JOB — Extract every line in the items below that holds the word "entrance", and copy each one unchanged.

[Start ENTRIES PROVIDED]

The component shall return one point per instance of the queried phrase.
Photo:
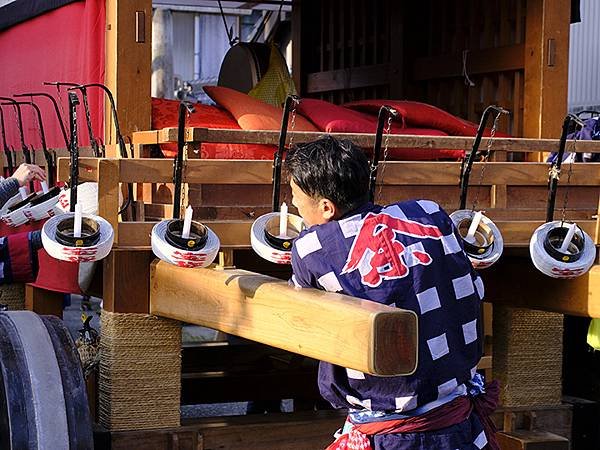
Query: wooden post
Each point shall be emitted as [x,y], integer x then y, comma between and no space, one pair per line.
[546,67]
[43,302]
[128,64]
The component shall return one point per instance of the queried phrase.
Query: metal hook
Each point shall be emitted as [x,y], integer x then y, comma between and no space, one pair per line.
[88,117]
[290,101]
[385,113]
[555,168]
[184,107]
[465,170]
[56,110]
[47,155]
[74,150]
[5,147]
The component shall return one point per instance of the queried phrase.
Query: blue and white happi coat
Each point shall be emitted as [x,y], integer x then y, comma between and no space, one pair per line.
[408,255]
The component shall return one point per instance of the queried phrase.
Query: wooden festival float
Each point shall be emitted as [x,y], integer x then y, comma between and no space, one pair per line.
[517,58]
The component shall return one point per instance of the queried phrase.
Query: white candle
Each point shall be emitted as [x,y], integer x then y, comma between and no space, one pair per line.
[283,220]
[473,227]
[77,222]
[568,238]
[187,222]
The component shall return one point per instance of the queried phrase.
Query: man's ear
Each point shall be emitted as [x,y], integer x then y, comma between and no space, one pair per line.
[328,209]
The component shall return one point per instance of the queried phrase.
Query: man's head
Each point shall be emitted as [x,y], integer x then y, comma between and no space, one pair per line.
[328,178]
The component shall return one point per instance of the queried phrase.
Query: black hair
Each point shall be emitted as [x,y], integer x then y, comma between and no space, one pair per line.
[329,168]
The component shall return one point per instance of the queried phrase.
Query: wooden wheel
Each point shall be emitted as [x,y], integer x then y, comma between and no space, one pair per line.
[43,402]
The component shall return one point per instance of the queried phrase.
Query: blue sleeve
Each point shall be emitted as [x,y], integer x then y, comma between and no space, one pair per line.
[301,275]
[8,188]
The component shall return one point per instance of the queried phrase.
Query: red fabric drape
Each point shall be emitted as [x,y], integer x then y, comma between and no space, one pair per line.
[66,44]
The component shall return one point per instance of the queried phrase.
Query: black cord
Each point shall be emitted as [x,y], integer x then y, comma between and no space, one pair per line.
[232,40]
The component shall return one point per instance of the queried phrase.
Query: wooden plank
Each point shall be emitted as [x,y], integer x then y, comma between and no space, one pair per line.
[298,431]
[350,78]
[501,59]
[127,281]
[529,288]
[545,94]
[531,440]
[374,338]
[401,173]
[128,65]
[361,139]
[44,302]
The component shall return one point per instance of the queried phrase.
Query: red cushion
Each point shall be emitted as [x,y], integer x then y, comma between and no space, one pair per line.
[422,115]
[338,119]
[53,275]
[165,114]
[333,118]
[56,275]
[251,113]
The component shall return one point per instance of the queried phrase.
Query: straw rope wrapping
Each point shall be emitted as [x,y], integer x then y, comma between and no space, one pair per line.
[13,296]
[527,357]
[140,372]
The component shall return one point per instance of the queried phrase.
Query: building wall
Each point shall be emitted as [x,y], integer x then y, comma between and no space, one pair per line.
[584,59]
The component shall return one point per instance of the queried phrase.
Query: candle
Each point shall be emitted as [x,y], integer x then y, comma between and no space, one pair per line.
[568,238]
[283,220]
[187,222]
[77,223]
[473,227]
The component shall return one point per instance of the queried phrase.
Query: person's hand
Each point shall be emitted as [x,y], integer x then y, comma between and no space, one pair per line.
[28,172]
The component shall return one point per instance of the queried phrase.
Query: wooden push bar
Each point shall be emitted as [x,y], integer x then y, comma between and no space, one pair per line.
[353,333]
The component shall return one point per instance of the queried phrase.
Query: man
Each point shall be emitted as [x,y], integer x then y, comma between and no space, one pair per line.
[407,255]
[18,251]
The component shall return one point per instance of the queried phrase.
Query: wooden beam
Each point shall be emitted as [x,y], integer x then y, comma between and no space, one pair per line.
[127,281]
[128,64]
[501,59]
[516,282]
[362,139]
[546,67]
[353,333]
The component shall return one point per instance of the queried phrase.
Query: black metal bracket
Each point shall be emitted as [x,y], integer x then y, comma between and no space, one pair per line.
[74,149]
[385,113]
[467,165]
[555,167]
[184,108]
[291,100]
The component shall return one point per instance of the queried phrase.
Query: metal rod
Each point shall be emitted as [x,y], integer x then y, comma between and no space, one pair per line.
[24,148]
[385,113]
[88,118]
[9,159]
[56,110]
[178,163]
[555,168]
[121,142]
[47,155]
[74,150]
[466,168]
[291,100]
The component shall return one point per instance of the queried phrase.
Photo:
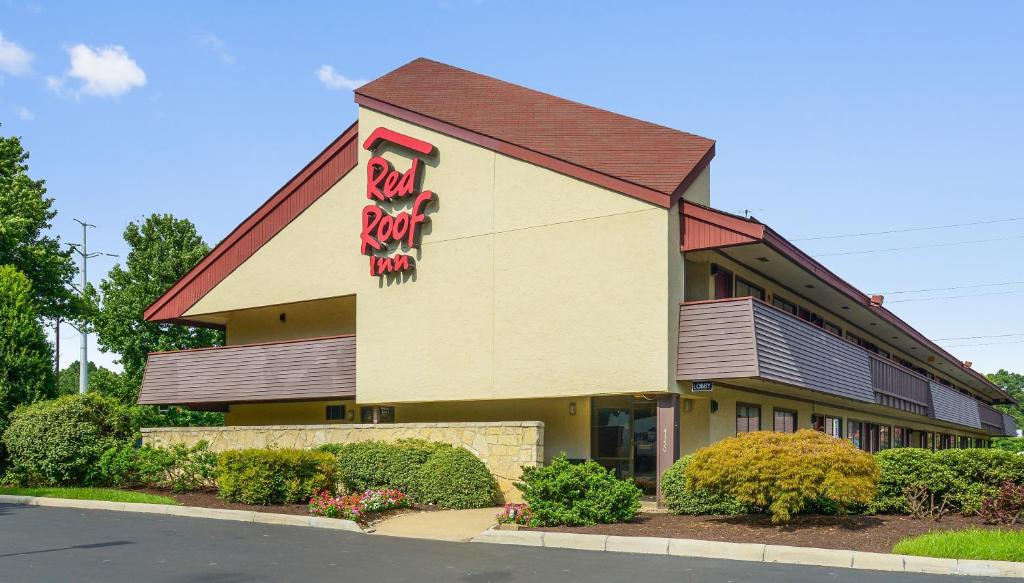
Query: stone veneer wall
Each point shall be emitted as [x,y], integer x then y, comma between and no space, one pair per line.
[504,447]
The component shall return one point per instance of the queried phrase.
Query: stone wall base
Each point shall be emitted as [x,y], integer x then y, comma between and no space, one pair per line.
[504,447]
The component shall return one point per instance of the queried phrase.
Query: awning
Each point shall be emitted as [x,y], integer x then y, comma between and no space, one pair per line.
[293,370]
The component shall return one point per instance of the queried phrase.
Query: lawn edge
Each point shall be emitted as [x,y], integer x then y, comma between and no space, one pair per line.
[756,552]
[188,511]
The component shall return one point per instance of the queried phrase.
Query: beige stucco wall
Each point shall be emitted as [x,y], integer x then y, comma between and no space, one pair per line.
[528,284]
[504,448]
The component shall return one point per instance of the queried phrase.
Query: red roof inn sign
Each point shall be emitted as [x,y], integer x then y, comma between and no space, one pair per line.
[388,185]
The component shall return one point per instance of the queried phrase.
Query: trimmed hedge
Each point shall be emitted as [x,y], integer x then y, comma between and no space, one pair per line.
[430,472]
[967,475]
[682,498]
[274,476]
[781,472]
[585,494]
[453,477]
[60,442]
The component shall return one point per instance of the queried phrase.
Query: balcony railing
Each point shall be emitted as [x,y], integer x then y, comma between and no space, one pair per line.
[748,338]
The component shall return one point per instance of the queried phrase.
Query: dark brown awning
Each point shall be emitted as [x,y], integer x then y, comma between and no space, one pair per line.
[296,370]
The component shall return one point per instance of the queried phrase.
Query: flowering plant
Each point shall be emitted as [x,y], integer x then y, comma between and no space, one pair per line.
[355,506]
[514,514]
[380,500]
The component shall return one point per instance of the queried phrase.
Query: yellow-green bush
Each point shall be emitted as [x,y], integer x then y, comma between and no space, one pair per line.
[781,471]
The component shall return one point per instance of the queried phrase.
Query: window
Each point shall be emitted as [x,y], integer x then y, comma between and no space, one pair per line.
[828,425]
[383,414]
[834,329]
[748,418]
[335,412]
[853,432]
[784,304]
[723,282]
[744,289]
[885,436]
[784,421]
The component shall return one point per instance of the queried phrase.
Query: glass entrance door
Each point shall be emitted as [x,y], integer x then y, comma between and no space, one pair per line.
[624,438]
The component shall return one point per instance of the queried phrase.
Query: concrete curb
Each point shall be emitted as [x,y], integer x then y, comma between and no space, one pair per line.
[756,552]
[188,511]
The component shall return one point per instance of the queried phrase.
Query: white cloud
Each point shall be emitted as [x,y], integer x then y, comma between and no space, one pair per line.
[334,80]
[104,72]
[13,59]
[216,44]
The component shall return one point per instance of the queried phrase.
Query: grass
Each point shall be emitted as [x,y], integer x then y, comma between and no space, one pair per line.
[972,543]
[107,494]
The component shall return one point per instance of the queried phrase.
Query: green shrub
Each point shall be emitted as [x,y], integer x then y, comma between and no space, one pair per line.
[180,468]
[369,465]
[60,442]
[966,476]
[274,476]
[780,472]
[563,493]
[454,477]
[682,498]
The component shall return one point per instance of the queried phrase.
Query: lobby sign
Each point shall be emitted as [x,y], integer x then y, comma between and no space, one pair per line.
[387,185]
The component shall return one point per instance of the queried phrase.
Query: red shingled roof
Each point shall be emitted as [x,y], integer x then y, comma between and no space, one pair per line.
[497,114]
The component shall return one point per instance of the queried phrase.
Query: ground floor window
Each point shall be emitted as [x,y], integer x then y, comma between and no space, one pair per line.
[377,414]
[784,421]
[748,418]
[827,424]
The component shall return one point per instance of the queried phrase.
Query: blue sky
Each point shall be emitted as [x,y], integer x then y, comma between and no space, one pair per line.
[829,118]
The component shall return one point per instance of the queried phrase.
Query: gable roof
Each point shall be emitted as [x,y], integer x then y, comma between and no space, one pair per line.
[640,159]
[303,190]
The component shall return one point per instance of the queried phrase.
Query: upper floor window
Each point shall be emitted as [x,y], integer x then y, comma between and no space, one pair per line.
[784,304]
[747,289]
[748,418]
[784,421]
[723,281]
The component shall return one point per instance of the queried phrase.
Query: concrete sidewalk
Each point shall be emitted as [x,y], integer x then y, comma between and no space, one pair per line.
[440,525]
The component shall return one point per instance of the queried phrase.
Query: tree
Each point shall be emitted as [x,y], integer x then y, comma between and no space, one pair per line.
[162,250]
[1014,384]
[26,356]
[25,214]
[101,380]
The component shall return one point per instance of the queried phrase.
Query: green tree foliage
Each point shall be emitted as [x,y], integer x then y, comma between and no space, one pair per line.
[780,472]
[162,249]
[26,357]
[1014,384]
[25,215]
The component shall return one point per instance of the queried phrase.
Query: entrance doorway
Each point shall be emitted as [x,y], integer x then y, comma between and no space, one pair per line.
[624,438]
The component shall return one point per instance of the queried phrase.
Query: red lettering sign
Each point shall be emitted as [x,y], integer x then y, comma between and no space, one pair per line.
[384,183]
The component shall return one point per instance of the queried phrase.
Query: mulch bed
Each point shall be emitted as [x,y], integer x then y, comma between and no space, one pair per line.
[210,500]
[872,534]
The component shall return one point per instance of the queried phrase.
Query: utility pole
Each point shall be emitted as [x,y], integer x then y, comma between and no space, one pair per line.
[83,251]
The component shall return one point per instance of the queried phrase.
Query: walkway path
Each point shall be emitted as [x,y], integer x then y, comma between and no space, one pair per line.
[441,525]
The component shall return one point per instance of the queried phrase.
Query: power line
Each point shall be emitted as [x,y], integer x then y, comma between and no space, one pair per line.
[984,344]
[932,246]
[913,230]
[954,296]
[952,288]
[983,336]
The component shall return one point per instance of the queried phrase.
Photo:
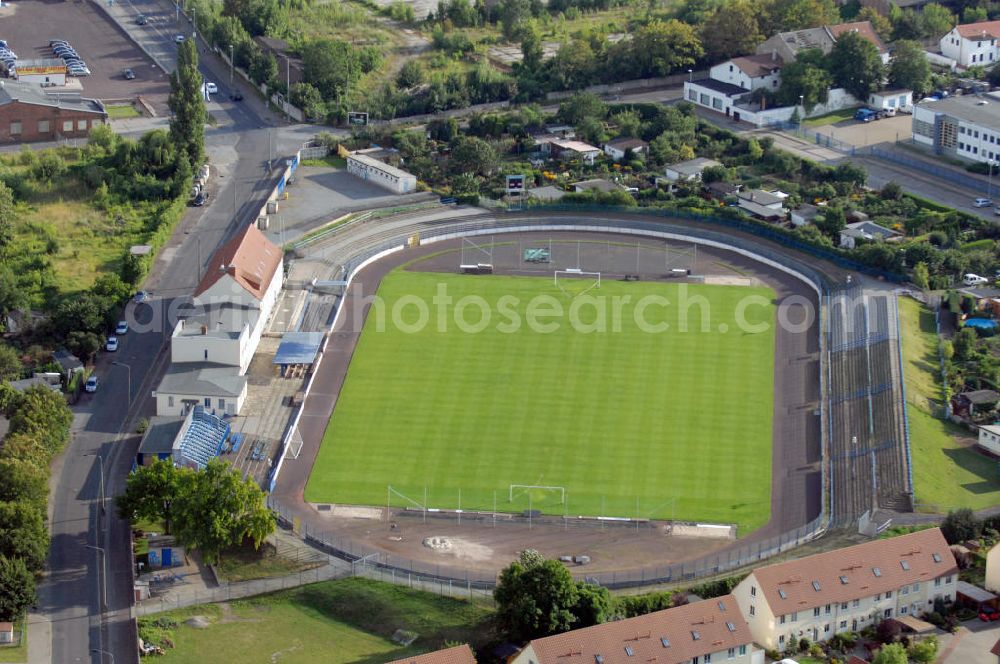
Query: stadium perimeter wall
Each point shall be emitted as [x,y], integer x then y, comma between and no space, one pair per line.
[708,566]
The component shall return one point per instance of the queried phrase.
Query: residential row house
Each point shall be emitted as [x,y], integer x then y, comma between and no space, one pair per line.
[847,589]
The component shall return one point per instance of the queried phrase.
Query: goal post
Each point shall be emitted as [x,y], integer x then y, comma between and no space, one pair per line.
[522,489]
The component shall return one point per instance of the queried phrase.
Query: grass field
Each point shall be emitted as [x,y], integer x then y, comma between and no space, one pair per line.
[333,623]
[672,424]
[947,472]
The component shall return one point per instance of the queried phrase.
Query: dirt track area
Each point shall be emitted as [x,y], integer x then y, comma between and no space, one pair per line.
[796,480]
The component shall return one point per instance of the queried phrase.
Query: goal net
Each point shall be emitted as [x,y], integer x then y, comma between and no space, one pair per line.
[537,493]
[573,281]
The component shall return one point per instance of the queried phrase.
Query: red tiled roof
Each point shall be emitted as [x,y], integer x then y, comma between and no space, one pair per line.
[758,65]
[671,636]
[458,655]
[863,28]
[250,258]
[857,571]
[983,29]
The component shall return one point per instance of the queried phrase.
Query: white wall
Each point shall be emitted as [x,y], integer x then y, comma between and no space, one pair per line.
[727,72]
[771,632]
[172,405]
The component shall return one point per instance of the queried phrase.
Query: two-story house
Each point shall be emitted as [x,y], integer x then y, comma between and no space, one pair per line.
[847,589]
[972,44]
[708,632]
[750,72]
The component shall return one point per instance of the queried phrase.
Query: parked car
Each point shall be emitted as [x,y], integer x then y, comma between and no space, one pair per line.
[974,280]
[864,115]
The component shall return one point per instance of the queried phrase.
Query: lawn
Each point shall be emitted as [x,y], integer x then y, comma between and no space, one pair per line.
[675,424]
[19,653]
[340,621]
[947,471]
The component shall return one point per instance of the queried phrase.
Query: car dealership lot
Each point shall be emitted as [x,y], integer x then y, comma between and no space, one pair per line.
[29,25]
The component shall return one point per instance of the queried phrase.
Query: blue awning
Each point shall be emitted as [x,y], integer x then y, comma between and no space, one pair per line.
[298,348]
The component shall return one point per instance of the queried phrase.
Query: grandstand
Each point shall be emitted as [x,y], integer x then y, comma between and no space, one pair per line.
[868,447]
[200,439]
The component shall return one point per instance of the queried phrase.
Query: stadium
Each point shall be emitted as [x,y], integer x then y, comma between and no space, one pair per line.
[443,398]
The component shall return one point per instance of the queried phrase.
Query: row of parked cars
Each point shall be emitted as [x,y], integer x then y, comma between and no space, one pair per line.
[7,56]
[75,65]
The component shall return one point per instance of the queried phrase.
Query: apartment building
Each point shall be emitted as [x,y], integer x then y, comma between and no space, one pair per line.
[707,632]
[848,589]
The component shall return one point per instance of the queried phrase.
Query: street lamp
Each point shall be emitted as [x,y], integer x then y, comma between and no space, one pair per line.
[104,586]
[100,458]
[103,652]
[129,370]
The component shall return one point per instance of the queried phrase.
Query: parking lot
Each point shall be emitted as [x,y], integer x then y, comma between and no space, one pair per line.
[28,25]
[887,130]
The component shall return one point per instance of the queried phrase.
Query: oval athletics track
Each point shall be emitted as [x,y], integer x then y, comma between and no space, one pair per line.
[796,486]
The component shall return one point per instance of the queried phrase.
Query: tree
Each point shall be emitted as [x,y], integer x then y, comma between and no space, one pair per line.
[593,605]
[924,651]
[23,534]
[961,524]
[660,48]
[150,493]
[410,75]
[909,68]
[535,598]
[855,65]
[734,29]
[11,366]
[805,79]
[580,106]
[187,126]
[921,276]
[17,588]
[21,480]
[473,155]
[893,653]
[215,508]
[936,20]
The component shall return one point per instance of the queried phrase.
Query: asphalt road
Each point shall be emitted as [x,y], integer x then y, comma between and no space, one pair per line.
[70,597]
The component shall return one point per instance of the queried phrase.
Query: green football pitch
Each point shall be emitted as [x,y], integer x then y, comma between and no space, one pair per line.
[628,420]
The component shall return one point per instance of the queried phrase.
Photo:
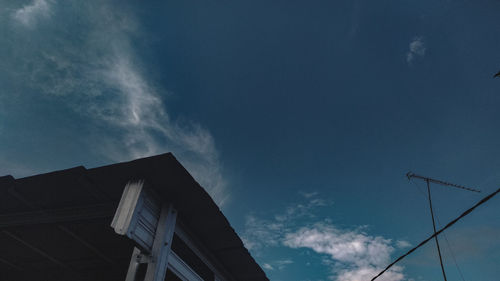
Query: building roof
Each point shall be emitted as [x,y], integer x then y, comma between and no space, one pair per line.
[57,225]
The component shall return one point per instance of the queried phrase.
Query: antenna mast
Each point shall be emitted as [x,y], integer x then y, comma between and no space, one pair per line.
[411,175]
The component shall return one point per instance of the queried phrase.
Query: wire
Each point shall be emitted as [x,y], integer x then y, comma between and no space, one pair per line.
[444,234]
[484,200]
[453,255]
[434,227]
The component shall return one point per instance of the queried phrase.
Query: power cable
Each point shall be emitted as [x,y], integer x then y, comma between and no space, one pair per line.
[484,200]
[444,234]
[434,227]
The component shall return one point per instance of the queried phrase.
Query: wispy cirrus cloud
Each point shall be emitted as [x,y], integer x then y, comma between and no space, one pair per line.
[92,65]
[416,49]
[30,14]
[355,255]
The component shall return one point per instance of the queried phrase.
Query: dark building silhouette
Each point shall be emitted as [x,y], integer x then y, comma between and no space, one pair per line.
[57,226]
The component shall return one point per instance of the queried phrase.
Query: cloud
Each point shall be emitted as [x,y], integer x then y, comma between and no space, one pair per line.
[96,70]
[261,233]
[30,14]
[350,254]
[267,266]
[417,49]
[354,255]
[403,244]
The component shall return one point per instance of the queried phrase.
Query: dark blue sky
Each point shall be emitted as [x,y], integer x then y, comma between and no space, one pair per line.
[300,118]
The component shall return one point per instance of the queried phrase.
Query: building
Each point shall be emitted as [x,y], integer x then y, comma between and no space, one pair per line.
[147,219]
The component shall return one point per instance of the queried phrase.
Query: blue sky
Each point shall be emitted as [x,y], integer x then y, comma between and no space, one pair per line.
[301,118]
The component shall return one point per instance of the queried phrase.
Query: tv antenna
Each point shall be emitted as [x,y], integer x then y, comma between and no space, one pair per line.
[428,180]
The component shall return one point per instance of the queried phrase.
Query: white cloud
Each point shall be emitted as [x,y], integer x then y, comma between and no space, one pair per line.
[30,14]
[403,244]
[417,48]
[267,266]
[350,255]
[355,255]
[99,73]
[261,232]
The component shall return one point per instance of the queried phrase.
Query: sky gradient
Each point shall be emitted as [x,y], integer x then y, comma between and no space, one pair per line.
[300,118]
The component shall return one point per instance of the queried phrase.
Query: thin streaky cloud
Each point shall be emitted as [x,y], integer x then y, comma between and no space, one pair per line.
[416,49]
[30,14]
[108,83]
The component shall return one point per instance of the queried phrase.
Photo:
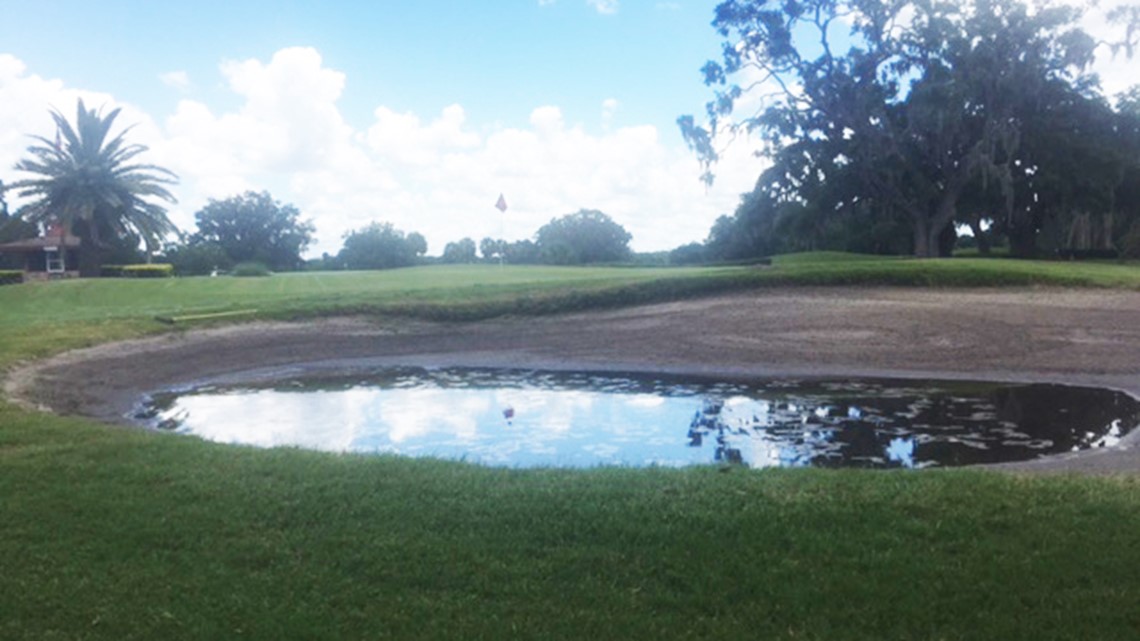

[End ENTRIES PROVIDED]

PROBLEM SOLUTION —
Query: glass entrance door
Query: entrance doorway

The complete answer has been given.